- [Task to carry out]: Can you render the data below as a Markdown table, with a "Row" column numbering each line and a "Line" column holding it, leaving out blank lines?

····················

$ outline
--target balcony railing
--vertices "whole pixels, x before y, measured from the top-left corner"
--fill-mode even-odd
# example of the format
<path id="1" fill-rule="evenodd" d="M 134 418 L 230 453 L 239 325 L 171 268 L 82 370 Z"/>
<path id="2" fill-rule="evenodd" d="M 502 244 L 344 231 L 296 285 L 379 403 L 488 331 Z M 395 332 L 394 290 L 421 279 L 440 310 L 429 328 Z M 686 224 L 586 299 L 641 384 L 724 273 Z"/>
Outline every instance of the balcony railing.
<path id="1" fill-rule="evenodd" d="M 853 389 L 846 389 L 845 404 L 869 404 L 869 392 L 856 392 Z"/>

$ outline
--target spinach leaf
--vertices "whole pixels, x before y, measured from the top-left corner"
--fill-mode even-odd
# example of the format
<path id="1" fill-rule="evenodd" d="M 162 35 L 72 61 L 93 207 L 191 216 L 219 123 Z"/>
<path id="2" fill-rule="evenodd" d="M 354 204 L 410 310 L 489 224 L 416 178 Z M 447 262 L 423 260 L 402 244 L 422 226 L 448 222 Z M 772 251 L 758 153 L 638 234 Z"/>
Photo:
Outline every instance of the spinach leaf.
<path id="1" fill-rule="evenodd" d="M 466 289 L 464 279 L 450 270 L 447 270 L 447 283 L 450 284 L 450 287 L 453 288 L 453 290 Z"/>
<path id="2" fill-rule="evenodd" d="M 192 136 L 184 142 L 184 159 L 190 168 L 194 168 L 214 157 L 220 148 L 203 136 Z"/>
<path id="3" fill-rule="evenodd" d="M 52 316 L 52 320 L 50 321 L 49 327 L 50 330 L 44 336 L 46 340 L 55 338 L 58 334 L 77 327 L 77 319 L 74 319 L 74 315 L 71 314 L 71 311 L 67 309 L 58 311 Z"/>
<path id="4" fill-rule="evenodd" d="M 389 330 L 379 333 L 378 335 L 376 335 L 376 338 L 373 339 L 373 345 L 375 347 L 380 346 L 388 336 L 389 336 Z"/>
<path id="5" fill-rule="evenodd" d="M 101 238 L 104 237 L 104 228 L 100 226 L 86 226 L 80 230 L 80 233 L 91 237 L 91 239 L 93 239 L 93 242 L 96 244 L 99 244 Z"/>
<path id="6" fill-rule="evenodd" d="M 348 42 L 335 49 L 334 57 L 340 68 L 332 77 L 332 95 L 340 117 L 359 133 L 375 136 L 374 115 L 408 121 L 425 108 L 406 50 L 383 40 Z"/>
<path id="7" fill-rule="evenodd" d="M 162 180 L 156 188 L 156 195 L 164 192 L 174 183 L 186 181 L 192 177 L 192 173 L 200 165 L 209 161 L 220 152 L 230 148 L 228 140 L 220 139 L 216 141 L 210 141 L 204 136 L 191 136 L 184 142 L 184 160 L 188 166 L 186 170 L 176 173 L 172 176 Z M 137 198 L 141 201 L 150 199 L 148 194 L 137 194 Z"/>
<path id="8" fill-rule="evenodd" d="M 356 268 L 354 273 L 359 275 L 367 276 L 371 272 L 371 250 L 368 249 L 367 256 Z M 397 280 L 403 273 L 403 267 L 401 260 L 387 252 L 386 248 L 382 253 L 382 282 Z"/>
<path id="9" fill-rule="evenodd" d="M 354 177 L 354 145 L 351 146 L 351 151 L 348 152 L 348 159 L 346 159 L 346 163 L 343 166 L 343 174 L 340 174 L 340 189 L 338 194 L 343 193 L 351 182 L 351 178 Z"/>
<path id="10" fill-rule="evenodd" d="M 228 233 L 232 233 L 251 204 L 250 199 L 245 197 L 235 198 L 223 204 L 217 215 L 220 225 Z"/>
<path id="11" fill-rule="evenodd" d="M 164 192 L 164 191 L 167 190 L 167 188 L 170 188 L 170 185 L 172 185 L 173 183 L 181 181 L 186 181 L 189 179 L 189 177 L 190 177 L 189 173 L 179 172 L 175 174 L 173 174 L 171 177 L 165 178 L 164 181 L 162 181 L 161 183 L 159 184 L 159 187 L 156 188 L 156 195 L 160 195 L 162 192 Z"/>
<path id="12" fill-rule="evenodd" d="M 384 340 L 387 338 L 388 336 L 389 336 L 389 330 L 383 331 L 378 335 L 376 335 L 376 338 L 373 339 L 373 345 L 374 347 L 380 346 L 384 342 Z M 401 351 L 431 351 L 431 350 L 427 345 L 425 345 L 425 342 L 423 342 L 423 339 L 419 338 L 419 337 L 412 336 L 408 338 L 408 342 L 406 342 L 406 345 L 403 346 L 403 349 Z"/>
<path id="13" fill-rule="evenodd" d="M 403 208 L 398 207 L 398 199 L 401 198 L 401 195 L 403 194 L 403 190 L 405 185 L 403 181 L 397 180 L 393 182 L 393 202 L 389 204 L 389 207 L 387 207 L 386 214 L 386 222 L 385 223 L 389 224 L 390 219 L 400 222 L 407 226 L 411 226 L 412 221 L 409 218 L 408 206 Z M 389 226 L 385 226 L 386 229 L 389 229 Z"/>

····················

- [Completed exercise]:
| Row | Line |
|---|---|
| 1 | $ outline |
| 2 | --target balcony railing |
| 3 | --vertices "whole pixels, x before y, measured from the top-left corner" |
| 4 | --fill-mode even-odd |
| 5 | # example of the format |
| 6 | <path id="1" fill-rule="evenodd" d="M 134 418 L 230 453 L 239 325 L 171 268 L 82 370 Z"/> |
| 7 | <path id="2" fill-rule="evenodd" d="M 502 244 L 344 231 L 296 285 L 379 403 L 488 331 Z M 395 332 L 394 290 L 421 279 L 440 310 L 429 328 Z M 686 224 L 586 299 L 641 384 L 724 273 Z"/> |
| 8 | Outline every instance of the balcony railing. |
| 9 | <path id="1" fill-rule="evenodd" d="M 853 389 L 846 389 L 845 404 L 869 404 L 869 392 L 856 392 Z"/> |
| 10 | $ outline |
| 11 | --target spinach leaf |
| 12 | --vertices "whole pixels, x before y, measured from the top-left corner" |
| 13 | --fill-mode even-odd |
| 14 | # example of the format |
| 15 | <path id="1" fill-rule="evenodd" d="M 162 35 L 72 61 L 93 207 L 191 216 L 219 123 Z"/> |
| 16 | <path id="2" fill-rule="evenodd" d="M 354 204 L 410 310 L 489 224 L 416 178 Z M 447 262 L 423 260 L 402 244 L 422 226 L 448 222 Z M 772 251 L 758 153 L 638 234 Z"/> |
| 17 | Photo: |
| 18 | Outline every instance of the spinach leaf. |
| 19 | <path id="1" fill-rule="evenodd" d="M 466 289 L 464 279 L 450 270 L 447 270 L 447 283 L 450 284 L 450 287 L 453 288 L 453 290 Z"/> |
| 20 | <path id="2" fill-rule="evenodd" d="M 192 136 L 184 142 L 184 159 L 190 168 L 194 168 L 214 157 L 220 148 L 203 136 Z"/> |
| 21 | <path id="3" fill-rule="evenodd" d="M 52 316 L 52 320 L 50 321 L 49 327 L 50 330 L 44 336 L 46 340 L 55 338 L 58 334 L 77 327 L 77 319 L 74 319 L 74 315 L 71 314 L 71 311 L 67 309 L 58 311 Z"/> |
| 22 | <path id="4" fill-rule="evenodd" d="M 389 330 L 379 333 L 378 335 L 376 335 L 376 338 L 373 339 L 373 345 L 375 347 L 380 346 L 388 336 L 389 336 Z"/> |
| 23 | <path id="5" fill-rule="evenodd" d="M 101 238 L 104 237 L 104 228 L 100 226 L 86 226 L 80 230 L 80 233 L 91 237 L 91 239 L 93 239 L 93 242 L 96 244 L 99 244 Z"/> |
| 24 | <path id="6" fill-rule="evenodd" d="M 348 42 L 335 49 L 334 57 L 340 68 L 332 77 L 332 95 L 340 117 L 359 133 L 375 136 L 374 115 L 408 121 L 425 108 L 406 50 L 383 40 Z"/> |
| 25 | <path id="7" fill-rule="evenodd" d="M 162 180 L 156 188 L 156 195 L 164 192 L 174 183 L 186 181 L 192 177 L 192 173 L 200 165 L 209 161 L 220 152 L 230 148 L 228 140 L 220 139 L 216 141 L 210 141 L 204 136 L 191 136 L 184 142 L 184 160 L 188 166 L 186 170 L 176 173 L 172 176 Z M 137 198 L 141 201 L 150 199 L 148 194 L 137 194 Z"/> |
| 26 | <path id="8" fill-rule="evenodd" d="M 356 268 L 354 273 L 359 275 L 367 276 L 371 272 L 371 250 L 368 249 L 367 256 Z M 397 280 L 403 273 L 403 267 L 401 260 L 387 252 L 386 248 L 382 253 L 382 282 Z"/> |
| 27 | <path id="9" fill-rule="evenodd" d="M 354 177 L 354 145 L 351 146 L 351 151 L 348 152 L 348 159 L 346 159 L 346 163 L 343 166 L 343 174 L 340 174 L 340 189 L 338 194 L 343 193 L 351 182 L 351 178 Z"/> |
| 28 | <path id="10" fill-rule="evenodd" d="M 228 233 L 232 233 L 251 204 L 250 199 L 245 197 L 235 198 L 223 204 L 217 215 L 220 225 Z"/> |
| 29 | <path id="11" fill-rule="evenodd" d="M 164 192 L 164 191 L 167 190 L 167 188 L 170 188 L 170 185 L 172 185 L 173 183 L 181 181 L 186 181 L 189 179 L 189 177 L 190 177 L 189 173 L 179 172 L 175 174 L 173 174 L 171 177 L 165 178 L 164 181 L 162 181 L 161 183 L 159 184 L 159 187 L 156 188 L 156 195 L 160 195 L 162 192 Z"/> |
| 30 | <path id="12" fill-rule="evenodd" d="M 384 340 L 387 338 L 388 336 L 389 336 L 389 330 L 383 331 L 378 335 L 376 335 L 376 338 L 373 339 L 373 345 L 374 347 L 380 346 L 384 342 Z M 401 351 L 431 351 L 431 350 L 427 345 L 425 345 L 425 342 L 423 342 L 423 339 L 419 338 L 419 337 L 412 336 L 408 338 L 408 342 L 406 342 L 406 345 L 403 346 L 403 349 Z"/> |
| 31 | <path id="13" fill-rule="evenodd" d="M 403 208 L 398 207 L 398 199 L 401 198 L 401 195 L 403 194 L 403 190 L 405 185 L 403 181 L 397 180 L 393 182 L 393 202 L 389 204 L 389 207 L 387 207 L 386 214 L 386 222 L 385 223 L 389 224 L 390 219 L 400 222 L 407 226 L 411 226 L 412 221 L 409 218 L 408 206 Z M 389 226 L 385 226 L 386 229 L 389 229 Z"/> |